> _Consigne_
Dans l’extrait sur la situation politique au Pérou, relevez toutes les informations données sur Dîna Boluarte.

> _Extrait choisi_
━━━━━━━━

Pour le moment, l’immunité présidentielle ne permet pas de prononcer un jugement contre lui. Une situation qui devrait changer dans les prochains mois.
Depuis 7 ans, le Pérou n’a pas réussi à trouver une issu politique pour faire des réformes en profondeur sur les sujets qui touchent les péruviens notamment la politique en matière agricole ou en matière d’éducation. La pandémie du COVID19 a été une véritable bombe sociale à retardement. L’accès aux soins est une priorité dans un pays de plus en plus divisé entre ses campagnes et les grandes villes qui se situent sur la côte. Il est révélateur de la fracture sociale qui existe depuis des années entre les différentes régions du pays. Concernant l’emploi, le taux de chômage est reparti à la hausse au sortir de la pandémie notamment car l’afflux touristique mondial et régional n’est pas le même qu’avant COVID19. Outre la lutte contre la corruption et des besoins de nouvelles infrastructures, une grande partie du pays fonctionne avec une économie informelle. Point positif, le pays a pu compter sur un retour lent mais progressif des touristes du monde entier pour visiter le Machu Picchu.
Une nouvelle présidente pour relancer un pays à l’arrêt
Dîna Boluarte, c’est le nom de la nouvelle présidente du Pérou, ancienne vice-présidente. Elle est également la première femme péruvienne à occuper le poste de chef d’Etat. Cette avocate de 60 ans aura la dure tâche de reprendre un mandat très compliqué sans grande avancée concrète.
L’objectif principal c’est retrouver un dialogue politique et une stabilité sociale, ce qui est compliqué depuis plus de 10 ans tant la polarisation est forte entre la gauche incarnée par la classe ouvrière et la droite incarnée par les fujimoristes.
Sur le papier, on pourrait dire que la société évolue et se modernise avec une femme à la tête du pays. Cependant, dans une configuration politique très polarisée, il est très difficile de prévoir des mesures qui puissent convenir à l’ensemble de la classe politique. C’est l’un des principaux défis pour sortir le pays d’une crise permanente avec une population relativement jeune. Parmi les mesures phares que le président voulait mettre en place, une Constituante avec une participation de la société civile à l’écriture des nouvelles lois. Pedro Castillo, mis en avant pour être un des nouveau visage de cette Amérique Latine, disposait d’un soutien très faible au sein de son propre parti ces derniers mois. Face à l’instabilité politique structurelle de son gouvernement, le président s’était confronté à un Congrès majoritairement conservateurs refusant les demandes de la présidence de sortir du pays pour se rendre à des réunions internationales.

━━━━━━━━

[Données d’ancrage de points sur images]

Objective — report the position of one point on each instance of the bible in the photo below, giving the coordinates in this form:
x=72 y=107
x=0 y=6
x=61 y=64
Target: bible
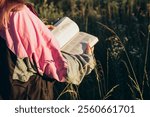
x=70 y=39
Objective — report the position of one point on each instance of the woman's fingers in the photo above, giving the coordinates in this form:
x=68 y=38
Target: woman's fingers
x=51 y=27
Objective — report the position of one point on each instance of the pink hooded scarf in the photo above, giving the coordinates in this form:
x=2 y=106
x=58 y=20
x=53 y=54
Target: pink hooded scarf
x=28 y=36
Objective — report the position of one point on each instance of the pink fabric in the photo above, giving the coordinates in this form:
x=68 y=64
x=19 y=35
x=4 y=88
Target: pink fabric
x=27 y=36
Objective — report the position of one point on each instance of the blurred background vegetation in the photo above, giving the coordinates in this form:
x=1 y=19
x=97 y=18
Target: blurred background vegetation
x=122 y=27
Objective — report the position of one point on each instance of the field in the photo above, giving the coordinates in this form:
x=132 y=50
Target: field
x=122 y=53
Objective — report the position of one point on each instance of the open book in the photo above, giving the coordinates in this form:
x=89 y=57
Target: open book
x=71 y=40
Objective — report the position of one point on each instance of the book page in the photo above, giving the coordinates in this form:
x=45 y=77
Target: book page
x=65 y=30
x=77 y=44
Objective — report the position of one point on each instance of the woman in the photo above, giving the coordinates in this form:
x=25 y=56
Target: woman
x=30 y=58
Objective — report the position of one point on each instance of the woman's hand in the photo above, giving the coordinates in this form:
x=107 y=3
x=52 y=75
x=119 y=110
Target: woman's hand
x=51 y=27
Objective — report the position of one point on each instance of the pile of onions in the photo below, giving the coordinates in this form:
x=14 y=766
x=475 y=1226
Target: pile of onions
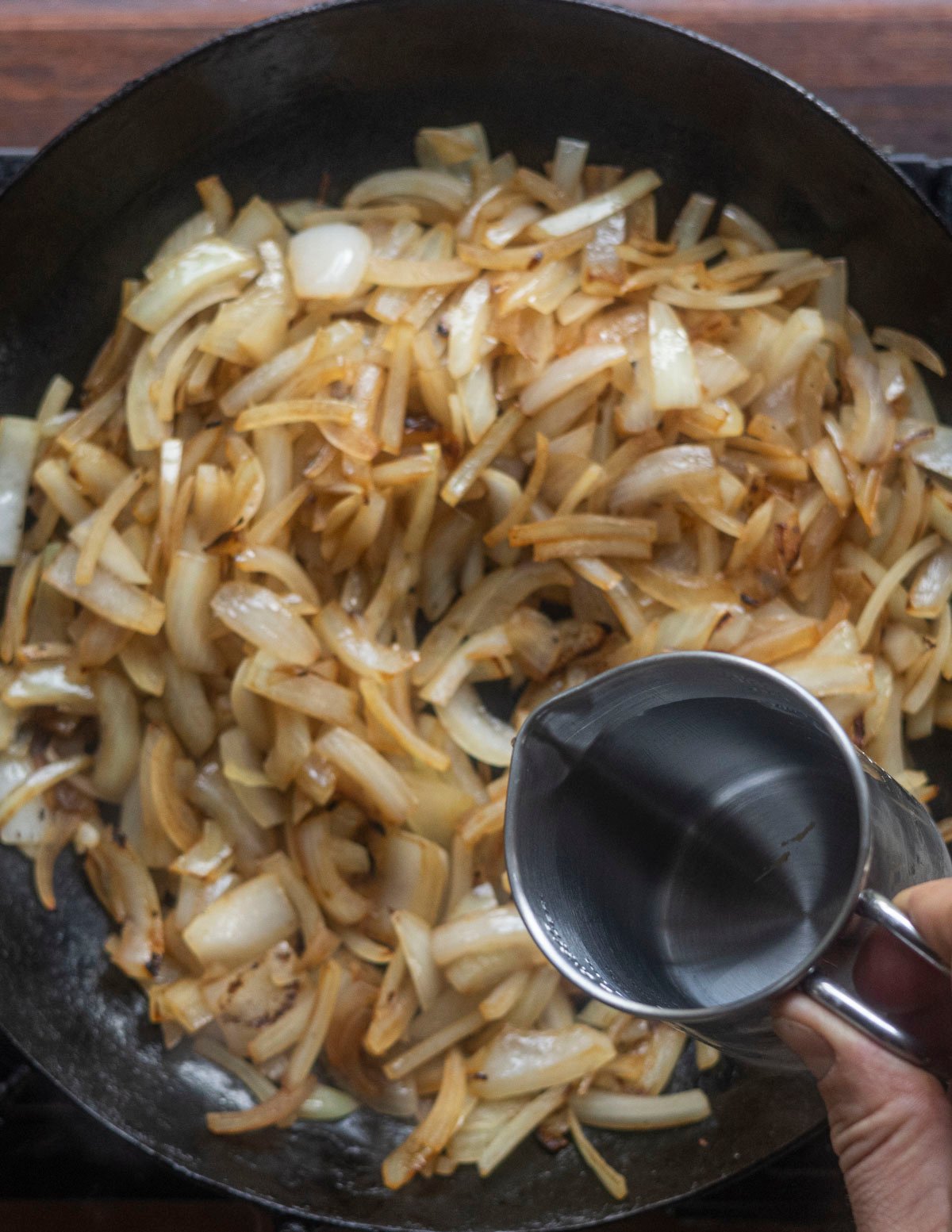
x=334 y=470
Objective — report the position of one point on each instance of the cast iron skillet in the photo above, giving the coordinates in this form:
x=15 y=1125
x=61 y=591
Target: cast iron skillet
x=339 y=91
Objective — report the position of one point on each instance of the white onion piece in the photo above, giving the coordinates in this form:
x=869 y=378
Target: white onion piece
x=202 y=265
x=932 y=584
x=521 y=1062
x=568 y=164
x=935 y=450
x=259 y=616
x=48 y=684
x=566 y=374
x=474 y=730
x=430 y=185
x=414 y=937
x=19 y=439
x=600 y=207
x=481 y=931
x=658 y=474
x=617 y=1111
x=674 y=374
x=29 y=823
x=106 y=595
x=243 y=923
x=329 y=262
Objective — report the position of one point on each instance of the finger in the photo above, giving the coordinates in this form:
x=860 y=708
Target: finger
x=930 y=908
x=907 y=989
x=891 y=1124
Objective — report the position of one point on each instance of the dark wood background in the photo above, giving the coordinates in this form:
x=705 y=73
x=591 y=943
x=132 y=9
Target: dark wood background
x=885 y=64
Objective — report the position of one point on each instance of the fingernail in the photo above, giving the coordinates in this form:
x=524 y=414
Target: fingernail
x=812 y=1049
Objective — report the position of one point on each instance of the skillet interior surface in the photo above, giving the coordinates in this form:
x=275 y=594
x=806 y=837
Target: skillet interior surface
x=340 y=91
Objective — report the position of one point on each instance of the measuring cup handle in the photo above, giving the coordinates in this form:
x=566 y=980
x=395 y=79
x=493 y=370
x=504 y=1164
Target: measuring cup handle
x=878 y=909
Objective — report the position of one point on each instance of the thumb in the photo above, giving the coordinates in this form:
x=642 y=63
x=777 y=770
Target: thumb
x=891 y=1124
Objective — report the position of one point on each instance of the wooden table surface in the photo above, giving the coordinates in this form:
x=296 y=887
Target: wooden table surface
x=885 y=64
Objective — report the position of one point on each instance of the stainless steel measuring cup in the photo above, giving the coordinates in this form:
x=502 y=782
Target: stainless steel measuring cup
x=693 y=835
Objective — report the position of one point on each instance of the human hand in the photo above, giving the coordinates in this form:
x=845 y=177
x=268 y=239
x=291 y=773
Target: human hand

━━━━━━━━

> _Corrigé_
- Elle est la nouvelle présidente du Pérou.
- Elle est l’ancienne vice-présidente.
- Elle est la première femme péruvienne à occuper le poste de chef d’État.
- Elle est avocate.
- Elle a 60 ans.
- Elle aura la dure tâche de reprendre un mandat très compliqué sans grande avancée concrète.